[start EXERCISE DATA]

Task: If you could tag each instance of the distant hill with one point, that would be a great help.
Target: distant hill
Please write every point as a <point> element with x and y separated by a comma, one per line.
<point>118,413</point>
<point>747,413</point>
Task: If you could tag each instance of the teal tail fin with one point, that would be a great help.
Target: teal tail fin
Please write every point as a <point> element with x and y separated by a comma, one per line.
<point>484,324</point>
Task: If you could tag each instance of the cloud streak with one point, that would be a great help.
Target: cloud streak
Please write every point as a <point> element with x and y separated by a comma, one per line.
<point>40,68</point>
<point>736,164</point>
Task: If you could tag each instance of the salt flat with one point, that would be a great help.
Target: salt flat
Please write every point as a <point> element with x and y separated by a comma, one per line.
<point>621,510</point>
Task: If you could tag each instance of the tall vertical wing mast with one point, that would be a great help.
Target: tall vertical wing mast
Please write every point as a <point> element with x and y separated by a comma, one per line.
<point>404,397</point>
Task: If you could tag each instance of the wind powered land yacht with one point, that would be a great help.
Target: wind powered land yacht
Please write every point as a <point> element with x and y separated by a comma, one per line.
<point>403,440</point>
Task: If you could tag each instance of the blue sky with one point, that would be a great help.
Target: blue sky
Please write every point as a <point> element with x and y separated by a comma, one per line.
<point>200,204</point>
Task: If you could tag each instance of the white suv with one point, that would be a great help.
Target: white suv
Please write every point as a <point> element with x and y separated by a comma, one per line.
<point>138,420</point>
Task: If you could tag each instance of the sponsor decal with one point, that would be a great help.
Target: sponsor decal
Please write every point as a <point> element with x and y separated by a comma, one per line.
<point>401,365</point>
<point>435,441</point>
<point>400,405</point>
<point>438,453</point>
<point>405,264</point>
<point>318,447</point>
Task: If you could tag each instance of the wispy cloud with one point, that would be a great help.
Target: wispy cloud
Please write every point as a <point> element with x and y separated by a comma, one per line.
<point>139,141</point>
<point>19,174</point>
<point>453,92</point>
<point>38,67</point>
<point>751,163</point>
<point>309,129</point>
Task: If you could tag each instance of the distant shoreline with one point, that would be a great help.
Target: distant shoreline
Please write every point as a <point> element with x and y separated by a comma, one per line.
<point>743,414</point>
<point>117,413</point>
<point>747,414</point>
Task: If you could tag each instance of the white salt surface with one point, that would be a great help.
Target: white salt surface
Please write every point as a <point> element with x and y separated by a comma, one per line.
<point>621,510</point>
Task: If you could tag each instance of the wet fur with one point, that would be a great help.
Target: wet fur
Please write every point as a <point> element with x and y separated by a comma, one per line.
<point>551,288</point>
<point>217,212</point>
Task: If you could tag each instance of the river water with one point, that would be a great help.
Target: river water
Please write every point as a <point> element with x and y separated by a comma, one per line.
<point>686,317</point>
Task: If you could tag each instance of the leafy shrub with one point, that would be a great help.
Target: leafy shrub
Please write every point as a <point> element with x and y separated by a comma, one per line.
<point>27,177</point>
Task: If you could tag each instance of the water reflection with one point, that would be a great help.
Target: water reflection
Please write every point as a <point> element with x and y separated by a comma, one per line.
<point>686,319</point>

[end EXERCISE DATA]

» **REQUIRED TASK**:
Format every line of the material above as a Markdown table with a column "No." for the row number and a column "Text" for the line, leaving out blank lines.

» **TASK RESPONSE**:
| No. | Text |
|---|---|
| 1 | Task: If you could tag each instance of the distant hill with one point, that would be a great help. |
| 2 | Target: distant hill |
| 3 | Please write every point as a <point> element with x and y separated by a comma, one per line. |
| 4 | <point>118,413</point> |
| 5 | <point>747,413</point> |
| 6 | Task: If you could tag each instance of the teal tail fin with one point, that would be a great help. |
| 7 | Target: teal tail fin |
| 8 | Please write every point as a <point> element with x and y separated by a comma, one per line. |
| 9 | <point>484,324</point> |
| 10 | Task: If you could tag each instance of the cloud streak with one point, that would be a great help. |
| 11 | Target: cloud streak |
| 12 | Please write every point as a <point> element with x and y separated by a comma, one per line. |
| 13 | <point>40,68</point> |
| 14 | <point>736,164</point> |
| 15 | Task: If you could tag each instance of the salt flat with one point, that would be a great help. |
| 16 | Target: salt flat |
| 17 | Please write every point as a <point> element with x and y separated by a comma, one per line. |
| 18 | <point>621,510</point> |
| 19 | Task: If you could tag each instance of the tall vertical wing mast with one point, that would be a great help. |
| 20 | Target: tall vertical wing mast |
| 21 | Please write every point as a <point> element with x and y separated by a comma, one per line. |
| 22 | <point>404,397</point> |
| 23 | Task: If you could tag each instance of the wind powered land yacht with one point, that would be a great help. |
| 24 | Target: wind powered land yacht |
| 25 | Please write every point as a <point> element with x and y separated by a comma, one per line. |
| 26 | <point>403,440</point> |
| 27 | Task: If you could tag each instance of the blue sky with one point, that would be a great help. |
| 28 | Target: blue sky |
| 29 | Please write every point as a <point> element with x and y separated by a comma, one per line. |
| 30 | <point>200,204</point> |
| 31 | Task: If you could tag each instance of the white suv with one point, that would be a great help. |
| 32 | Target: white suv |
| 33 | Please write every point as a <point> element with x and y separated by a comma, one per line. |
| 34 | <point>138,420</point> |
| 35 | Task: If you could tag each instance of the sponsor decal with one point, that would be a great help. |
| 36 | Target: sponsor decal |
| 37 | Please write every point as a <point> element with x and y separated by a comma, one per line. |
| 38 | <point>401,365</point> |
| 39 | <point>435,441</point> |
| 40 | <point>400,405</point> |
| 41 | <point>438,453</point> |
| 42 | <point>405,264</point> |
| 43 | <point>318,447</point> |
| 44 | Task: If you could tag each instance of the wispy cloud with one point, that would be a great help. |
| 45 | Target: wispy cloud |
| 46 | Please write every point as a <point> element with x and y separated by a comma, one per line. |
| 47 | <point>139,141</point> |
| 48 | <point>19,174</point> |
| 49 | <point>453,92</point> |
| 50 | <point>38,67</point> |
| 51 | <point>751,163</point> |
| 52 | <point>309,129</point> |
| 53 | Task: If you could tag each instance of the distant shoreline with one point, that would be a great help. |
| 54 | Target: distant shoreline |
| 55 | Please write every point as a <point> element with x and y separated by a comma, one per line. |
| 56 | <point>743,414</point> |
| 57 | <point>117,413</point> |
| 58 | <point>747,414</point> |
| 59 | Task: If you could tag each instance of the white salt surface with one point, that would be a great help. |
| 60 | Target: white salt surface |
| 61 | Please write every point as a <point> element with x and y separated by a comma, one per line. |
| 62 | <point>621,510</point> |
| 63 | Task: If you could tag each instance of the wet fur with one point, that would be a great help. |
| 64 | Target: wet fur |
| 65 | Please write every point as a <point> element with x and y separated by a comma, one per line. |
| 66 | <point>551,288</point> |
| 67 | <point>217,212</point> |
| 68 | Task: If you could tag each instance of the river water with one point, that would be a great help. |
| 69 | Target: river water |
| 70 | Please write every point as a <point> element with x and y separated by a comma, one per line. |
| 71 | <point>686,317</point> |
| 72 | Task: If you could tag each instance of the leafy shrub with one point, that would be a great help. |
| 73 | Target: leafy shrub |
| 74 | Please write every point as a <point> element with x and y separated by a comma, one per line. |
| 75 | <point>27,177</point> |
| 76 | Task: If you could tag each instance of the water reflection with one point, that would be a great help. |
| 77 | Target: water reflection |
| 78 | Please write every point as a <point> element with x and y separated by a comma, one per line. |
| 79 | <point>686,319</point> |